▸ **OBJECTIVE**: Format the records below as a Markdown table with two columns, Row and Line, giving each line its row number and leaving out blank lines.

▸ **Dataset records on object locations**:
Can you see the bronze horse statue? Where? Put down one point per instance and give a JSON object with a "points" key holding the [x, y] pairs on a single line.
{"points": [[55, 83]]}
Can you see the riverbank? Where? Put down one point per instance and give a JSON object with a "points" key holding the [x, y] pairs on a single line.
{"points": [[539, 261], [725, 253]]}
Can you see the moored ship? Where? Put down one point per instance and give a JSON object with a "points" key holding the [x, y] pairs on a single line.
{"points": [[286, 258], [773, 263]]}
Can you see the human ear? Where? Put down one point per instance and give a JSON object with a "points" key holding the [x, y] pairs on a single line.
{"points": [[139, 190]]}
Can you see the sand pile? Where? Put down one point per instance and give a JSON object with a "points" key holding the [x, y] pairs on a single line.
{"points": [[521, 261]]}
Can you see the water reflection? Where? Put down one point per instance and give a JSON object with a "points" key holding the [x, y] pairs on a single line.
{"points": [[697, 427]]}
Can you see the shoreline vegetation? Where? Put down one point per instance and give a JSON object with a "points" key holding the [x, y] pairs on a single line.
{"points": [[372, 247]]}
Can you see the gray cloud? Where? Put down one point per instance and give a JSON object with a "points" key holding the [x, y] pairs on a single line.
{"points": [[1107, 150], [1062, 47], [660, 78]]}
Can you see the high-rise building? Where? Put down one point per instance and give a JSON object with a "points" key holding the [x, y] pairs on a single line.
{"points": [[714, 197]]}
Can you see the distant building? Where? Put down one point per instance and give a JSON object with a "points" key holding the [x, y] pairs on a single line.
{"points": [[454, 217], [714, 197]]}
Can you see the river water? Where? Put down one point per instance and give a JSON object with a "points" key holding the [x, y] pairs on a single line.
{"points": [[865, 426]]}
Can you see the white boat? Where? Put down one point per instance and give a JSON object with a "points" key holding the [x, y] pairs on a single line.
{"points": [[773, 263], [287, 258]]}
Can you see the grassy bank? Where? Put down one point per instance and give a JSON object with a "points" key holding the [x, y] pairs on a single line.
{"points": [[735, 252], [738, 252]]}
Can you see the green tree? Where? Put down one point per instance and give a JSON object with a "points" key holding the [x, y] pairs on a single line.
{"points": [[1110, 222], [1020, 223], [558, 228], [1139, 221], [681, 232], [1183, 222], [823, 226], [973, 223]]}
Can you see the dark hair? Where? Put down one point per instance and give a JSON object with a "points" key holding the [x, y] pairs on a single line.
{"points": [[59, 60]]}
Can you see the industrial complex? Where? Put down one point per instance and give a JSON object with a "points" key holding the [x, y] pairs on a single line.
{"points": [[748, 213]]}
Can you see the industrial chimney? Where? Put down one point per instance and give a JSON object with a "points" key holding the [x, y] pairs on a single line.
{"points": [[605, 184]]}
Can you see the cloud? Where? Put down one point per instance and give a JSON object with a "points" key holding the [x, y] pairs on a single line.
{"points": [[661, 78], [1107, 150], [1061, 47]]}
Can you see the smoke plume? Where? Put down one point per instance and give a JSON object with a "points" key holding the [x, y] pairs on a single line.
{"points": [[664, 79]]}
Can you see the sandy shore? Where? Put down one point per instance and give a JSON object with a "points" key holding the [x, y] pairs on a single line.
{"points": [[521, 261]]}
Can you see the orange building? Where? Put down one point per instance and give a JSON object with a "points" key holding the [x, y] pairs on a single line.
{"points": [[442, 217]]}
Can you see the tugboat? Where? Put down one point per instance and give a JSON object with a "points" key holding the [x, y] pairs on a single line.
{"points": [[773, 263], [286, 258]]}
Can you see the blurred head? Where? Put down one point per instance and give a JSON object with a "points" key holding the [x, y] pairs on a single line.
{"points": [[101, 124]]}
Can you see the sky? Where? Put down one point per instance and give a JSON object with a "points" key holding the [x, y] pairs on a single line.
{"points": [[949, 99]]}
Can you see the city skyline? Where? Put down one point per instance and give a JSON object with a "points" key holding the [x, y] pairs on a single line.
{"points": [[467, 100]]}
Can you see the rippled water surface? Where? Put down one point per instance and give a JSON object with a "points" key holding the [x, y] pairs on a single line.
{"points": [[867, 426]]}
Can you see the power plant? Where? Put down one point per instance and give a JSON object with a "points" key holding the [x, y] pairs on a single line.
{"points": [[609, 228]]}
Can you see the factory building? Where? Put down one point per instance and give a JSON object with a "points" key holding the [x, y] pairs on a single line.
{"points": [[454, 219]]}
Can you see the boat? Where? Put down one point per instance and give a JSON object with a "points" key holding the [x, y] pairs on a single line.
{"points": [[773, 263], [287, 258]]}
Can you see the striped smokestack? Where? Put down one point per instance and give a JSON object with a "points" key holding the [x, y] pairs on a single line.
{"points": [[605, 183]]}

▸ **RESULT OF THE TASK**:
| Row | Line |
|---|---|
| 1 | Can you see the bronze horse statue? Where? Put down one point per instance and give a JSON object with a "points" key holding the [x, y] pairs on a single line. |
| 2 | {"points": [[55, 83]]} |
| 3 | Can you see the riverbank? Where? Put down one point per instance and give a JSON object with a "points" key holding the [x, y] pairs on a single line. |
| 4 | {"points": [[539, 261], [725, 253]]} |
| 5 | Can you see the moored ship? Where? Put down one point per instance and give a JSON object with a "points" key holding the [x, y] pairs on a single line. |
| 6 | {"points": [[286, 258], [773, 263]]} |
| 7 | Can you see the human ear? Where? Put down one point per instance and give a JSON object with a "points" key holding the [x, y] pairs on a single line. |
| 8 | {"points": [[139, 190]]} |
| 9 | Can you see the sand pile? Where? Put down one point per instance and give a JSON object with a "points" key holding the [x, y] pairs on a single line. |
| 10 | {"points": [[521, 261]]} |
| 11 | Can you see the water reflection? Where? Put down one point per instance and give a JSON object with a "points" key holding the [x, y] pairs on a single line. |
| 12 | {"points": [[697, 427]]} |
| 13 | Can you see the shoreline vegetation? Where? Put down one point per instance and give a JSON object with a "points" key holding the [x, y] pairs on a single line. |
| 14 | {"points": [[372, 247]]} |
| 15 | Can you see the gray cloud? Where? Put down one point per instance and give a JSON object with a "points" key holding the [x, y] pairs on a single line. |
| 16 | {"points": [[1107, 150], [1062, 47], [660, 78]]} |
| 17 | Can you see the high-rise building? Where? Put down one point per instance and give a JSON object with a "points" key holding the [x, y] pairs on a single line. |
| 18 | {"points": [[714, 197]]} |
| 19 | Can you see the distant building? Where? Put down one point per instance and give a JSON object with a "points" key holding the [x, y] pairs on a single line. |
| 20 | {"points": [[454, 217], [714, 197]]} |
| 21 | Can you see the river water? Where? Put down one point per instance and give a JSON object with a "points" key holding the [x, y] pairs on a single line. |
| 22 | {"points": [[865, 426]]} |
| 23 | Can you see the white boat? Where? Put down one point per instance and give a JSON object with a "points" key holding the [x, y] pairs on a single line. |
| 24 | {"points": [[773, 263], [287, 258]]} |
| 25 | Can you see the grassy bank? Where? Put down one point per instance and give a JSON object with a "points" key holding the [x, y] pairs on a single line. |
| 26 | {"points": [[735, 252], [738, 252]]} |
| 27 | Can you see the green tree? Where? Put down one point per instance and give a JSON object with a "points" key holding the [x, y] pairs on a single line. |
| 28 | {"points": [[1110, 222], [1020, 223], [558, 228], [1139, 221], [681, 232], [1183, 222], [823, 226], [973, 223]]} |
| 29 | Can you see the dark hair? Where? Put down one point per instance and give a JSON object with a "points" key holding the [x, y] pairs on a single line. |
| 30 | {"points": [[59, 60]]} |
| 31 | Can you see the industrial complex? Where? Put down one point per instance and give a JSON object with a "points" key holding the [x, y] pairs on a single line. |
| 32 | {"points": [[748, 213]]} |
| 33 | Can you see the industrial chimney? Where? Put down one point per instance and give a JSON object with a "points" key holding the [x, y] pairs on a single line. |
| 34 | {"points": [[605, 184]]} |
| 35 | Can you see the cloud? Where? Put down one point per instance and give a JSON object with a "points" key holding the [x, y] pairs on a single line. |
| 36 | {"points": [[661, 78], [1107, 150], [1061, 47]]} |
| 37 | Can you see the smoke plume? Where? Put down one point per instance and give a JSON object with a "points" key holding the [x, y] pairs on a single line. |
| 38 | {"points": [[664, 79]]} |
| 39 | Can you see the sandy shore? Where? Put down one point per instance and give a JSON object with a "points" key holding the [x, y] pairs on a single line. |
| 40 | {"points": [[521, 261]]} |
| 41 | Can you see the orange building? Where? Put down one point per instance and give a JSON object with a "points" key holding the [x, y] pairs on a single line. |
| 42 | {"points": [[442, 217]]} |
| 43 | Can you see the tugboat? Where? Put down one point per instance and give a JSON object with a "points" key holding the [x, y] pairs on a single line. |
| 44 | {"points": [[773, 263], [286, 258]]} |
| 45 | Can you see the blurred head? Where? Put down one point per instance and give a JSON object with a "points" key holding the [x, y] pairs on a single line. |
| 46 | {"points": [[101, 124]]} |
| 47 | Can you see the sky? Where? Put down one point per instance and give a JSON object with a "points" key holding the [x, y] pairs on a single line. |
| 48 | {"points": [[949, 99]]} |
| 49 | Can you see the city skyline? Where? Put down one point per instance and give a JSON object with a "points" key holding the [x, y] pairs on a single line. |
| 50 | {"points": [[467, 100]]} |
| 51 | Can you see the rippled water surface? Where? Put down one point per instance and give a JSON object with a "points" key holding the [x, y] pairs on a single line. |
| 52 | {"points": [[867, 426]]} |
| 53 | Can you see the power plant? Where? Put down one point per instance and give a JSON object with a "points" key holding the [x, y] pairs on a single line. |
| 54 | {"points": [[609, 228]]} |
| 55 | Can you see the factory building? Where? Put down one point per instance and give a JSON object with a "points" key holding the [x, y] pairs on a single line. |
| 56 | {"points": [[454, 219]]} |
| 57 | Can you see the boat? Where? Put down one point per instance and give a JSON object with a "points" key holding the [x, y] pairs on a single line. |
| 58 | {"points": [[773, 263], [287, 258]]} |
| 59 | Can you see the striped smokestack? Where? Put down one point per instance and give a JSON object with a "points" key holding the [x, y] pairs on a single line. |
| 60 | {"points": [[605, 183]]} |